━━━ PROVIDED MATERIAL ━━━

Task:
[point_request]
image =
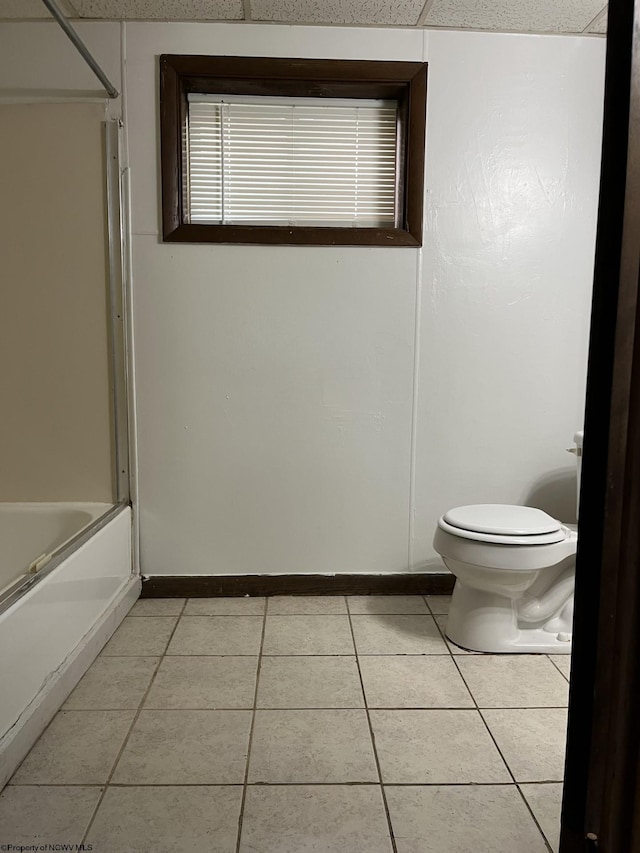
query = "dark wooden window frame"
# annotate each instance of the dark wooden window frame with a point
(405, 82)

━━━

- [WHAT THE EXERCISE ASKS]:
Copy each of the entries above precisely, and drop whatever pictures they hold.

- [OUTPUT FOR THIS EXERCISE]:
Task:
[point_request]
image =
query = "dark wooden window frame"
# annotate each instance of the dark wooden window frame with a point
(405, 82)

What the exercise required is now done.